Stored records

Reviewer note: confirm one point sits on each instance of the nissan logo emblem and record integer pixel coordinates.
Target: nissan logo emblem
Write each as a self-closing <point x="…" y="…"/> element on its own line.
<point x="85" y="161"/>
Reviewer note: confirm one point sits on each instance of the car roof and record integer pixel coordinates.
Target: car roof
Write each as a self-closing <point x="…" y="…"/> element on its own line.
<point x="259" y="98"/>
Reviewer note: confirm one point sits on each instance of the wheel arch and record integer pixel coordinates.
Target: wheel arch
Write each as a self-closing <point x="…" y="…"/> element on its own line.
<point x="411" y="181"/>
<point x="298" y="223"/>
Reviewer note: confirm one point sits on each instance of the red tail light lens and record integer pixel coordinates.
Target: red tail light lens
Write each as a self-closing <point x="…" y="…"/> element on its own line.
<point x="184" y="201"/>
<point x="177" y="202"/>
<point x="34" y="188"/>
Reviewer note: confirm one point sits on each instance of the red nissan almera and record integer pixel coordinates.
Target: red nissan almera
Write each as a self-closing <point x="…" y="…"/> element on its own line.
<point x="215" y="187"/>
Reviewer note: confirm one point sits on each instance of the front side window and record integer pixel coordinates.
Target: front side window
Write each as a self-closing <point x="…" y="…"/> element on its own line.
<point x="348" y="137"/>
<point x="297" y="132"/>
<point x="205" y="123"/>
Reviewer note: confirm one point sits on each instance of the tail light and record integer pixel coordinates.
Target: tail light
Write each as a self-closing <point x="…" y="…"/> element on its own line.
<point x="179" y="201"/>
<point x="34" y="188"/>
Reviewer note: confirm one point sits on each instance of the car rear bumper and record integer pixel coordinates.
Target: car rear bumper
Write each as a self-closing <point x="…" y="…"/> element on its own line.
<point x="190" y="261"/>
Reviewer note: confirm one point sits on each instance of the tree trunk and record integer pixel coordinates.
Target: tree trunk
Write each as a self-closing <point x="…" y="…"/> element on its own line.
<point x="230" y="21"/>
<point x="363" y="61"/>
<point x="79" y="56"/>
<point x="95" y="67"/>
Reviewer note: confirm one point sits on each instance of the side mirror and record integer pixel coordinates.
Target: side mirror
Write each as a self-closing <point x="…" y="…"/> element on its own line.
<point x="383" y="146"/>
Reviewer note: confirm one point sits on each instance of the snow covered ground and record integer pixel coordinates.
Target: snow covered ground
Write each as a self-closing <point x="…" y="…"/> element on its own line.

...

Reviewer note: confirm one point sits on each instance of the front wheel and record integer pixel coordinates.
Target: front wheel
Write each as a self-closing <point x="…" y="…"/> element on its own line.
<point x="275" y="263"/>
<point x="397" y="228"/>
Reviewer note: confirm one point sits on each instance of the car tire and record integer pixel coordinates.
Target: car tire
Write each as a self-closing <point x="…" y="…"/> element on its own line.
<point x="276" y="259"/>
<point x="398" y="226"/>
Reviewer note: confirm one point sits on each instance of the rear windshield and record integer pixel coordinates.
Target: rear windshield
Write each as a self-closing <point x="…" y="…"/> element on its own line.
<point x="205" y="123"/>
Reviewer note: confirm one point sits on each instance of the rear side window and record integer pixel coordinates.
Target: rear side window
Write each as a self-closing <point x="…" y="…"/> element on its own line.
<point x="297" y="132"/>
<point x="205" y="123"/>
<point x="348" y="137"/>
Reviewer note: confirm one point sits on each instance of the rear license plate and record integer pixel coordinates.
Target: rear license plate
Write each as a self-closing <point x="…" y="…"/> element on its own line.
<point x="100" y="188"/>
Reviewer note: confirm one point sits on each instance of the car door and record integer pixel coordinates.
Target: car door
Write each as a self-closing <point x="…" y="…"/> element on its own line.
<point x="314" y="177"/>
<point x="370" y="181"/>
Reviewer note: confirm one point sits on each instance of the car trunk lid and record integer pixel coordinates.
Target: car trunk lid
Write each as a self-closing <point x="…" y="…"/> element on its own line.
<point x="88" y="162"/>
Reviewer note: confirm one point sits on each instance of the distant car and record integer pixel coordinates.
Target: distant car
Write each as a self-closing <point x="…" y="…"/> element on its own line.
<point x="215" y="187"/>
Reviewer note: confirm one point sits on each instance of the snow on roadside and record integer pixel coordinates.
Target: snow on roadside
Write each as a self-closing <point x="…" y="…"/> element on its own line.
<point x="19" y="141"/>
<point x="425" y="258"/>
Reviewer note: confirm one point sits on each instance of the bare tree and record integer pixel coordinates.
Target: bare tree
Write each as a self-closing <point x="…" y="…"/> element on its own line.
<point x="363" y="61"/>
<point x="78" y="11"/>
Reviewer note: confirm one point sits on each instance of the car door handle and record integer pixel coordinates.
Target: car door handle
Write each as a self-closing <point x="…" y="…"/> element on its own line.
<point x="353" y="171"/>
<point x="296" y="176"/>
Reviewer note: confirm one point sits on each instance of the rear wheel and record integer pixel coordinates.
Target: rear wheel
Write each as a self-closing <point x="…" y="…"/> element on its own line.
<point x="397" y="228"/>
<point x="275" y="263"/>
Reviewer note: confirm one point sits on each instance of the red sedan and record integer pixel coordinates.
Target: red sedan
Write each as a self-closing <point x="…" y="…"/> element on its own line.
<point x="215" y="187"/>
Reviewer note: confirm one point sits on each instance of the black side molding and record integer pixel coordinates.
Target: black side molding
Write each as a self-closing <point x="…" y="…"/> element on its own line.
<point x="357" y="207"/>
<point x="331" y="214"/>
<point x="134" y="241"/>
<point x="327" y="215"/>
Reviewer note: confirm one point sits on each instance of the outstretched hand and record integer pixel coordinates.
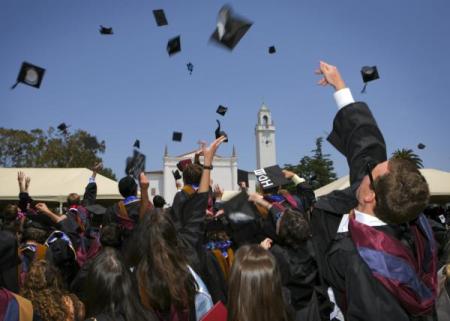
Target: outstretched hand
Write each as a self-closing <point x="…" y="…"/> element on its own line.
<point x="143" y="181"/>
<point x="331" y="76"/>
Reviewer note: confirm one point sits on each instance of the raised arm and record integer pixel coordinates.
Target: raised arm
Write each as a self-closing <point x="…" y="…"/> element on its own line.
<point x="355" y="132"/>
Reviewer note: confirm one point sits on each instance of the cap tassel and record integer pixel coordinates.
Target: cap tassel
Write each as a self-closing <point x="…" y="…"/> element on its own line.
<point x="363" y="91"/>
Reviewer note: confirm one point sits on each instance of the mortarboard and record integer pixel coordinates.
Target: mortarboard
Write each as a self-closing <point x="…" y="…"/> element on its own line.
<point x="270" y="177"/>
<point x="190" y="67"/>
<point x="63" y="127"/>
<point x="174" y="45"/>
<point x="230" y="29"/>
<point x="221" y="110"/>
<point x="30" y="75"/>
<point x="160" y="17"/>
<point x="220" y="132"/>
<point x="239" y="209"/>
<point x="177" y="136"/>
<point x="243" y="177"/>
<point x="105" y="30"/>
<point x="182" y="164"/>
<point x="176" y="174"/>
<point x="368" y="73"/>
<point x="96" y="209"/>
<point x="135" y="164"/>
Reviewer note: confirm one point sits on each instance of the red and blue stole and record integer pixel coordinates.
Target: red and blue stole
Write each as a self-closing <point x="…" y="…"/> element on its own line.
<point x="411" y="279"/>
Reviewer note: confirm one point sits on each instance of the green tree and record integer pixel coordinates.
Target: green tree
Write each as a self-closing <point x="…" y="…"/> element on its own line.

...

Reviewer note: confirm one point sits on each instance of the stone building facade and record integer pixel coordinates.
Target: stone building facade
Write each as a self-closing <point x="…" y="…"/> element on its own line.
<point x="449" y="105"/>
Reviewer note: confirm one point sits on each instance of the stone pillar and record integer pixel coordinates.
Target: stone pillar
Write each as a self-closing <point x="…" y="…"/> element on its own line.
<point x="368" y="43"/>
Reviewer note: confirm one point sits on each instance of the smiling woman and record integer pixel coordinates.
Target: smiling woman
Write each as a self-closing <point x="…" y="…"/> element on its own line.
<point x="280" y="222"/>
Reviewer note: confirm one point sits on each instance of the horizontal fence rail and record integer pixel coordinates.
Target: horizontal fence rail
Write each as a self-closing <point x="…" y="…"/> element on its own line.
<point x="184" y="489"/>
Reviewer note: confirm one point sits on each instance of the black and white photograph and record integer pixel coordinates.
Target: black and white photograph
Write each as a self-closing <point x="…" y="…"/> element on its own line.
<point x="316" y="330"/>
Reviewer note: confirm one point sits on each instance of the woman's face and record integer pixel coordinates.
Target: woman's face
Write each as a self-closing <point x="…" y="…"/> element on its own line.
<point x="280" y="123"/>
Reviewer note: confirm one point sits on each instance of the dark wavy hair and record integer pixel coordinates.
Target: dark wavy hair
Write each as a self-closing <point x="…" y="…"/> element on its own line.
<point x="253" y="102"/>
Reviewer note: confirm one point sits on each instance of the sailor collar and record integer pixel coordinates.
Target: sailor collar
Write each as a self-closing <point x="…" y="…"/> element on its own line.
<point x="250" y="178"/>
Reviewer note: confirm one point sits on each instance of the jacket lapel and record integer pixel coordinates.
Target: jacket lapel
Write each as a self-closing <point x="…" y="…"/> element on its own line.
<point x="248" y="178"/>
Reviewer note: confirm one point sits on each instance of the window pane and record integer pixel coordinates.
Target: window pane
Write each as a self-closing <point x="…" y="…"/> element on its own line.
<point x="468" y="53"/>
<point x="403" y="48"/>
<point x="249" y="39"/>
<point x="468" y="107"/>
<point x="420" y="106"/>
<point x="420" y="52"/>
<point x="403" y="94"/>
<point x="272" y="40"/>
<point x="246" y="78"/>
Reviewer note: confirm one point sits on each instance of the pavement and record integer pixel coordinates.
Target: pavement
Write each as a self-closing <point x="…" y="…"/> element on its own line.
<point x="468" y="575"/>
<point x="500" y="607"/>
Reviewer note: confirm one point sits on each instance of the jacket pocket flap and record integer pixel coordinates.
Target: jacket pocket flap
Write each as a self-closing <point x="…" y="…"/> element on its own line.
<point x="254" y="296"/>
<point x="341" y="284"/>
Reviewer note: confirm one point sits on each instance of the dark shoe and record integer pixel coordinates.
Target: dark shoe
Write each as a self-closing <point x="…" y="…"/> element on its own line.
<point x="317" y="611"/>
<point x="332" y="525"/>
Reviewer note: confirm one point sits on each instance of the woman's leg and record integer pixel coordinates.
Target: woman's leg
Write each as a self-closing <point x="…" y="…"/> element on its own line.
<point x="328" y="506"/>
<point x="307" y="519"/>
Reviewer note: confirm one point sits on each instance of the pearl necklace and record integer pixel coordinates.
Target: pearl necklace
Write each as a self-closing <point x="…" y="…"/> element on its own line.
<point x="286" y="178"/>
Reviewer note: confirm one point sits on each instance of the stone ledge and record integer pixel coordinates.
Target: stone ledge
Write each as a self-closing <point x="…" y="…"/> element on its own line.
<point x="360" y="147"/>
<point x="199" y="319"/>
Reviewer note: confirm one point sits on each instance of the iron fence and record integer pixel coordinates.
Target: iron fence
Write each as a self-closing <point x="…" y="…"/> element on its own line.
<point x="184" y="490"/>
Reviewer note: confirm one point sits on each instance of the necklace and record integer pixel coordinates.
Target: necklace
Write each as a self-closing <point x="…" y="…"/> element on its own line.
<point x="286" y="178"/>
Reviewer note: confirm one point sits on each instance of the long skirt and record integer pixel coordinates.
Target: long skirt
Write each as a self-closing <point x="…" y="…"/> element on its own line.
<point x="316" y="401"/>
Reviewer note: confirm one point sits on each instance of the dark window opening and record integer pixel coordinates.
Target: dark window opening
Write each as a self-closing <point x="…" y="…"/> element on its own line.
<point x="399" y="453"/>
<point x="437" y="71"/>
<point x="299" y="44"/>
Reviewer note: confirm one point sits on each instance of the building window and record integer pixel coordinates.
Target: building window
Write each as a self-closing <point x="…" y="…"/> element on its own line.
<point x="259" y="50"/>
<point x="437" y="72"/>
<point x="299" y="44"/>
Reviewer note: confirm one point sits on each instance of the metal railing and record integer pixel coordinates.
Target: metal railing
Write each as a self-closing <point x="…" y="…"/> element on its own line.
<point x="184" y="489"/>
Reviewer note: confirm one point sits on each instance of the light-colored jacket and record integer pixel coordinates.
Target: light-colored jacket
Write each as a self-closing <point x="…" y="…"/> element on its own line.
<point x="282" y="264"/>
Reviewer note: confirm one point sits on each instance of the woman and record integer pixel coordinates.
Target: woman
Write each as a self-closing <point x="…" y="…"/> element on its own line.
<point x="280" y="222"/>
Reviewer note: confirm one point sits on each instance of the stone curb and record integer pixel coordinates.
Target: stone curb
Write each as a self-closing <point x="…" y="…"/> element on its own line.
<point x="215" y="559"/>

- **Aim**:
Find every line in the entries above that contains the word "lapel", and copy each such line in full. Case counts.

- **Response below**:
Reviewer note: confirm one point sits on each instance of the jacket lapel and record integer pixel coordinates.
Target: jacket lapel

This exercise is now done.